Problems and tasks:
1) Translate this sentence from the economic report message into Spanish: "The decline proved to be sharper than the 1953-54 recession, but it did not last as long."
2) Echo the part of the economic report message starting with "In preparing this" and going on through "conclusions and recommendations.", with every word unchanged.

══ Document extract

To the Congress of the United States:

I present herewith my Economic Report, as required by Section 3(a) of the Employment Act of 1946.

In preparing this Report, I have had the advice and assistance of the Council of Economic Advisers. I have also had the advice of the heads of executive departments and independent agencies of the Government. I set forth below, largely in the language of the Report itself, what I consider to be its salient conclusions and recommendations.

Economic Recovery in 1958

When the Economic Report was submitted to the Congress in January 1958, a contraction in production and employment that had started some six months earlier was still under way. The decline proved to be sharper than the 1953-54 recession, but it did not last as long. A recovery began in May 1958, and by the end of the year most of the ground lost had been regained. Gross national product, our broadest measure of the Nation's output of goods and services, was at an annual rate of $453 billion in the fourth quarter of the year. In dollars of constant purchasing power, this was almost equal to the highest output attained in the pre-recession period. Nearly a million more people were at work in December 1958 than in July, after allowance for seasonal changes. Although the number of persons unemployed was above 4 million in December, it was 1 million brow the highest unemployment figure reached during the recession. Wage and salary income and consumer spending were at an all-time high, and the index of consumer prices had been virtually stable for six months, although about 2 percent higher than a year earlier.

Economic Policies in 1957-58

The events of the last 18 months show again the considerable capacity of our economy to resist contractive influences and to hold a downturn within fairly narrow limits.

Many factors contribute to this capacity. Chief among them are the industry and resourcefulness of our people, the strength and resiliency of our free competitive institutions, and the continuing operation in the American economy of powerful forces making for long-term growth.

Also of importance are features of our economic system that moderate the impact of contractive influences on personal income, and thus help to maintain demand. Increasingly, our people work in industries and occupations that are not readily affected by moderate economic declines. And such reductions in income as do result from lower production and employment are offset, to a considerable extent, by supplementary payments, notably by those made under the Federal-State system of unemployment insurance.

Governmental actions also played an important role in moderating the recession and helping to bring about a prompt and sound recovery. Monetary and credit policies were employed vigorously to assure ample supplies of credit. Legislation was enacted to lengthen temporarily the period of entitlement to unemployment benefits. Numerous actions were taken to spur building activity. Steps were taken to accelerate Federal construction projects already under way and to speed up projects supported by Federal financial assistance. Activities under a number of Federal credit programs, in addition to those in the housing field, helped counter the recession. And the acceleration of defense procurement, which was being undertaken in line with national security policy, exerted an expansive effect.

The 1957-58 recession shows that the major emphasis of Federal policies to counteract an economic downturn should be placed on measures that will act promptly to help shift the balance of economic forces from contraction to recovery and growth. Though an effective contribution can be made by the acceleration of public construction projects already under way, little reliance can be placed on large undertakings which, however useful they may be in the longer term, can be put into operation only after an extended interval.

════
══ Data section

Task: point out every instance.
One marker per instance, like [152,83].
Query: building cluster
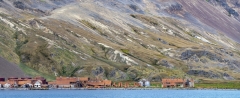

════

Solved problems:
1) La caída resultó ser más pronunciada que la recesión de 1953-54, pero no duró tanto.

2)
In preparing this Report, I have had the advice and assistance of the Council of Economic Advisers. I have also had the advice of the heads of executive departments and independent agencies of the Government. I set forth below, largely in the language of the Report itself, what I consider to be its salient conclusions and recommendations.